Re: PATCH: add support for IN and @> in functional-dependency statistics use

From: Tomas Vondra <tomas(dot)vondra(at)2ndquadrant(dot)com>
To: Pierre Ducroquet <p(dot)psql(at)pinaraf(dot)info>
Cc: pgsql-hackers(at)postgresql(dot)org
Subject: Re: PATCH: add support for IN and @> in functional-dependency statistics use
Date: 2020-02-01 14:24:46
Message-ID: 20200201142446.aq5zf3gawj3ynrc2@development
Views: Raw Message | Whole Thread | Download mbox | Resend email
Thread:
Lists: pgsql-hackers

On Sat, Feb 01, 2020 at 08:51:04AM +0100, Pierre Ducroquet wrote:
>Hello
>
>At my current job, we have a lot of multi-tenant databases, thus with tables
>containing a tenant_id column. Such a column introduces a severe bias in
>statistics estimation since any other FK in the next columns is very likely to
>have a functional dependency on the tenant id. We found several queries where
>this functional dependency messed up the estimations so much the optimizer
>chose wrong plans.
>When we tried to use extended statistics with CREATE STATISTIC on tenant_id,
>other_id, we noticed that the current implementation for detecting functional
>dependency lacks two features (at least in our use case):
>- support for IN clauses
>- support for the array contains operator (that could be considered as a
>special case of IN)
>

Thanks for the patch. I don't think the lack of support for these clause
types is an oversight - we haven't done them because we were not quite
sure the functional dependencies can actually apply to them. But maybe
we can support them, I'm not against that in principle.

>After digging in the source code, I think the lack of support for IN clauses
>is an oversight and due to the fact that IN clauses are ScalarArrayOpExpr
>instead of OpExpr. The attached patch fixes this by simply copying the code-
>path for OpExpr and changing the type name. It compiles and the results are
>correct, with a dependency being correctly taken into consideration when
>estimating rows. If you think such a copy paste is bad and should be factored
>in another static bool function, please say so and I will happily provide an
>updated patch.

Hmmm. Consider a query like this:

... WHERE tenant_id = 1 AND another_column IN (2,3)

which kinda contradicts the idea of functional dependencies that knowing
a value in one column, tells us something about a value in a second
column. But that assumes a single value, which is not quite true here.

The above query is essentially the same thing as

... WHERE (tenant_id=1 AND (another_column=2 OR another_column=3))

and also

... WHERE (tenant_id=1 AND another_column=2)
OR (tenant_id=1 AND another_column=3)

at wchich point we could apply functional dependencies - but we'd do it
once for each AND-clause, and then combine the results to compute
selectivity for the OR clause.

But this means that if we apply functional dependencies directly to the
original clause, it'll be inconsistent. Which seems a bit unfortunate.

Or do I get this wrong?

• [Excerpted records]
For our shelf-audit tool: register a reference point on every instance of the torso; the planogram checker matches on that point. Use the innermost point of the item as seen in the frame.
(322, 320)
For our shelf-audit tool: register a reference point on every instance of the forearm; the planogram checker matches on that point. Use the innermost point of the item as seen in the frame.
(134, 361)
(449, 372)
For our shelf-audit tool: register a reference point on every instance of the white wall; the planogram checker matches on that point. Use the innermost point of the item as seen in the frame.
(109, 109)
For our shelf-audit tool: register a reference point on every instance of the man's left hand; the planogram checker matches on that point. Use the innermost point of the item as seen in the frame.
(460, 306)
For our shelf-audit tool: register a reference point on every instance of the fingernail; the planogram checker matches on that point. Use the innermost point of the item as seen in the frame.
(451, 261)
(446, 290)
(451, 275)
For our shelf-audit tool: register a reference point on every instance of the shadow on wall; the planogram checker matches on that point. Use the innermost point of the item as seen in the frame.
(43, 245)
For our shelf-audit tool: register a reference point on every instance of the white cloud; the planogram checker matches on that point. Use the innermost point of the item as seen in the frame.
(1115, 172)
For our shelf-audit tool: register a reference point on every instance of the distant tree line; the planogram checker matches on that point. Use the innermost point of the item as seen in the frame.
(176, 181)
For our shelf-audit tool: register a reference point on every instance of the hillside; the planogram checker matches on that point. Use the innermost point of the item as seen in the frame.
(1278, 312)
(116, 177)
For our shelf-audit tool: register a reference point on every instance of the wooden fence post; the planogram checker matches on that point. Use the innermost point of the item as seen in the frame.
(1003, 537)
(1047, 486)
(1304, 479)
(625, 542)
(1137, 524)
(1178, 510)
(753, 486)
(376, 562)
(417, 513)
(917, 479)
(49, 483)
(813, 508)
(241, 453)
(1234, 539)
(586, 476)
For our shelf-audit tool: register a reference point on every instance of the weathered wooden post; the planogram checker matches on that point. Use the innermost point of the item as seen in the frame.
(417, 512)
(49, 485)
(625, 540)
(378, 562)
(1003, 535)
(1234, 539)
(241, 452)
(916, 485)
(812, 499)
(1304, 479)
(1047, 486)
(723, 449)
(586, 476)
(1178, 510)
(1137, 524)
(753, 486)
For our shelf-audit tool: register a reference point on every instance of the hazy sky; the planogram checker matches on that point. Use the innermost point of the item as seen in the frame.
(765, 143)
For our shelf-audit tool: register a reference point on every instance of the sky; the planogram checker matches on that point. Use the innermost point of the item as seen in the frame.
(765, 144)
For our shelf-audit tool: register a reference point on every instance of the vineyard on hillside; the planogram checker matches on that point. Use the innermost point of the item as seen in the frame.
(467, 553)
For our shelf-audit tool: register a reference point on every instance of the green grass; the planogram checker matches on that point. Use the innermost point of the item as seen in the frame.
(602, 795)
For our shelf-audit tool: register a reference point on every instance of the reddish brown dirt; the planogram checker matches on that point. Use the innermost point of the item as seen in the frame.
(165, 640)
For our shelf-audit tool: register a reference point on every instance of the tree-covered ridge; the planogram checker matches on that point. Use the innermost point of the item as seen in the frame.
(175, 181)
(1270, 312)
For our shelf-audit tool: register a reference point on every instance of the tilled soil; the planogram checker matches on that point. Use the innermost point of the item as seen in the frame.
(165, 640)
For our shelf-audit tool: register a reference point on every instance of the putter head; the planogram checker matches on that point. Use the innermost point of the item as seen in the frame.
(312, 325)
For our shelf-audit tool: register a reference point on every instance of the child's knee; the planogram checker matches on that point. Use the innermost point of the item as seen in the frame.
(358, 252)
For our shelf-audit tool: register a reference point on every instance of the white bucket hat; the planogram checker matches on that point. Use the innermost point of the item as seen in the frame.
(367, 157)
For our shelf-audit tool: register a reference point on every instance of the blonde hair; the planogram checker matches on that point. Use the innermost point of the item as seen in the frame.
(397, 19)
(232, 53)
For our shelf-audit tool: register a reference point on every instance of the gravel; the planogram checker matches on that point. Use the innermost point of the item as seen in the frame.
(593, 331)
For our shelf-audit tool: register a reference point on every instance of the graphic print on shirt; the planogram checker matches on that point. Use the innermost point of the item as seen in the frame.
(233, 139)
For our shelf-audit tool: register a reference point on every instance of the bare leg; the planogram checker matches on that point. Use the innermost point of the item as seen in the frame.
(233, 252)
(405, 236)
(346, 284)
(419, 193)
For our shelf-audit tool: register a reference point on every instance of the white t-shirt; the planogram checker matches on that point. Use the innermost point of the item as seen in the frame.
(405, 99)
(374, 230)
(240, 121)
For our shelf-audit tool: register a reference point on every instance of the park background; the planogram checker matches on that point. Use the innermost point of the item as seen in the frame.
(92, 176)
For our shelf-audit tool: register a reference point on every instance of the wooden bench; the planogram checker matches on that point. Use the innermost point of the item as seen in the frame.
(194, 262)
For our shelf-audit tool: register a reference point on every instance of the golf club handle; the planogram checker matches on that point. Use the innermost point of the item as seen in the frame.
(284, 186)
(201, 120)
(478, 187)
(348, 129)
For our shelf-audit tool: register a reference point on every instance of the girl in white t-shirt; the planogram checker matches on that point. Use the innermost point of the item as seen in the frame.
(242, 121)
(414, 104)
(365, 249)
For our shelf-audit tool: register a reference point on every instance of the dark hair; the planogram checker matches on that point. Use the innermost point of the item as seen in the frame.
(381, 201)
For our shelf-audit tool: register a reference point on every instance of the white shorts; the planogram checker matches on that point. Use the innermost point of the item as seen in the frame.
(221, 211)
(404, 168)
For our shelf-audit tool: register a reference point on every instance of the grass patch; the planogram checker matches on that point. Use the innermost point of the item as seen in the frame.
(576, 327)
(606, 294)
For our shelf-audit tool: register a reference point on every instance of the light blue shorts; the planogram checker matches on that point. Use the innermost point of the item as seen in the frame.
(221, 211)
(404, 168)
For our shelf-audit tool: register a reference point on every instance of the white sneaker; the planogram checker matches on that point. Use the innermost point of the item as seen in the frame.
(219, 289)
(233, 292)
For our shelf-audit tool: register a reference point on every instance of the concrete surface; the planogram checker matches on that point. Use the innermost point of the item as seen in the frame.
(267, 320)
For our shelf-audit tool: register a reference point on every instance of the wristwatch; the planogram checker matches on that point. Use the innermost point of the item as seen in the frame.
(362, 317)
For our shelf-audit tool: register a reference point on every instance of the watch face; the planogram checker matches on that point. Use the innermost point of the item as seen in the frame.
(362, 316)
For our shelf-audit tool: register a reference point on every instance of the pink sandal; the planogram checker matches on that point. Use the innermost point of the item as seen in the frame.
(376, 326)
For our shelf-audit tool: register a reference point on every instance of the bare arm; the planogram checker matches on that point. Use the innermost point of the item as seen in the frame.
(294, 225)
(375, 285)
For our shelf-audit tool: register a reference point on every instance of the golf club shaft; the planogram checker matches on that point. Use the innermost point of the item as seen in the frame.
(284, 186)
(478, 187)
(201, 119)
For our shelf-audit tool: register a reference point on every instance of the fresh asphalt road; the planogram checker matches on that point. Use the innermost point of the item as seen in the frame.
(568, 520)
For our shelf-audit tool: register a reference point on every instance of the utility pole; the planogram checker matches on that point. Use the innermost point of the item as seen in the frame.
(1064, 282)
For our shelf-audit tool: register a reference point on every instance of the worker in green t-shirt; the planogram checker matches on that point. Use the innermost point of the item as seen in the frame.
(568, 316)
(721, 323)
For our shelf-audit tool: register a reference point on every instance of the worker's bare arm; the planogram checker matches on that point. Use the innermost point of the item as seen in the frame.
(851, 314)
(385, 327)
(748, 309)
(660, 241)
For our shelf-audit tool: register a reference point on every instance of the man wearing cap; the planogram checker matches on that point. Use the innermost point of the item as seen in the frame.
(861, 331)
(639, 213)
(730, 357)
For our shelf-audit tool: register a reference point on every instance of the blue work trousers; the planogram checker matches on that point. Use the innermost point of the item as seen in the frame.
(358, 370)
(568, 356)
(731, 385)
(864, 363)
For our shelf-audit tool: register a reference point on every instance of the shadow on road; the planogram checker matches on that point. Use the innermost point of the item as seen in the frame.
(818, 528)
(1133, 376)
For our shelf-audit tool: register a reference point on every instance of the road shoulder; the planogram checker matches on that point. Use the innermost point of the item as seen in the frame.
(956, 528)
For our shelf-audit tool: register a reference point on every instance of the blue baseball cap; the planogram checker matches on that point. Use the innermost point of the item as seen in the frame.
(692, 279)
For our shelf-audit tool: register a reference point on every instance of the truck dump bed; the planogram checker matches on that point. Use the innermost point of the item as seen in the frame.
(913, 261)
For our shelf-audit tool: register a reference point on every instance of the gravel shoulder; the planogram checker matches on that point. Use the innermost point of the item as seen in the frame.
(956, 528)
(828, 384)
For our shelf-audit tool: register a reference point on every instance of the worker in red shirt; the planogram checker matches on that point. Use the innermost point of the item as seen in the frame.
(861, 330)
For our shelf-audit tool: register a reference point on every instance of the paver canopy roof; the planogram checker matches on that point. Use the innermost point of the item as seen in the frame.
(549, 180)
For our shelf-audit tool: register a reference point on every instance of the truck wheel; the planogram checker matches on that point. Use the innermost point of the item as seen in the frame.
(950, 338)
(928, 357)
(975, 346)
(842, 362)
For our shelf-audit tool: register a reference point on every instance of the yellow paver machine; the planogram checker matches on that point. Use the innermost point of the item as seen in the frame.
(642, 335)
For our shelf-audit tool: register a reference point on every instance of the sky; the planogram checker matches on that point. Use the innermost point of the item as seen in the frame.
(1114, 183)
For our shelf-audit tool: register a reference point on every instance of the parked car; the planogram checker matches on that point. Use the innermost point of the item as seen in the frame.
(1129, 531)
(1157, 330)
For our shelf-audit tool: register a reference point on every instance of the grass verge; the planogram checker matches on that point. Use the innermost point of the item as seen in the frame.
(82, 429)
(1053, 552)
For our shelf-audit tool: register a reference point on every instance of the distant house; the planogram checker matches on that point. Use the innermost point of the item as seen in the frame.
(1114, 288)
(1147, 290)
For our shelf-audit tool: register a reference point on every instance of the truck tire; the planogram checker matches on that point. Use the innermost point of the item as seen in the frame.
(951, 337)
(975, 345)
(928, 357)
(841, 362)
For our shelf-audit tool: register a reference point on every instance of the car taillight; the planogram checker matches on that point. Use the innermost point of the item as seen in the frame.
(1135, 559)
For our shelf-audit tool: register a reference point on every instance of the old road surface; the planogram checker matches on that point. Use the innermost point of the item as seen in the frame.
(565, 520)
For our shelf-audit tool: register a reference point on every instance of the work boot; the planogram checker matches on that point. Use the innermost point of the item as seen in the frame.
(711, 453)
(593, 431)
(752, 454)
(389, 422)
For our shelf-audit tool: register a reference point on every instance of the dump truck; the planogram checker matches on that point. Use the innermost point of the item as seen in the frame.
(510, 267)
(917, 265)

• [Stated task 1]
Can you reproduce the part of the functional-dependency message that opens with the words containing "The above query" and closes with "(tenant_id=1 AND another_column=2)"?
• [Stated task 2]
How would you translate this sentence from the functional-dependency message into French: "I don't think the lack of support for these clause types is an oversight - we haven't done them because we were not quite sure the functional dependencies can actually apply to them."
• [Stated task 3]
According to the functional-dependency message, why would applying functional dependencies directly to a clause like "another_column IN (2,3)" be inconsistent?

• [Exercise result 1]
The above query is essentially the same thing as

... WHERE (tenant_id=1 AND (another_column=2 OR another_column=3))

and also

... WHERE (tenant_id=1 AND another_column=2)

• [Exercise result 2]
Je ne pense pas que l'absence de prise en charge de ces types de clauses soit un oubli – nous ne les avons pas traités parce que nous n'étions pas tout à fait sûrs que les dépendances fonctionnelles puissent réellement s'y appliquer.

• [Exercise result 3]
Functional dependencies assume that a single known value in one column tells us something about the value in a second column. An IN clause holds several values. The query is equivalent to an OR of AND-clauses, where dependencies would be applied once per AND-clause and the results combined, so applying them directly to the original clause would not match that result.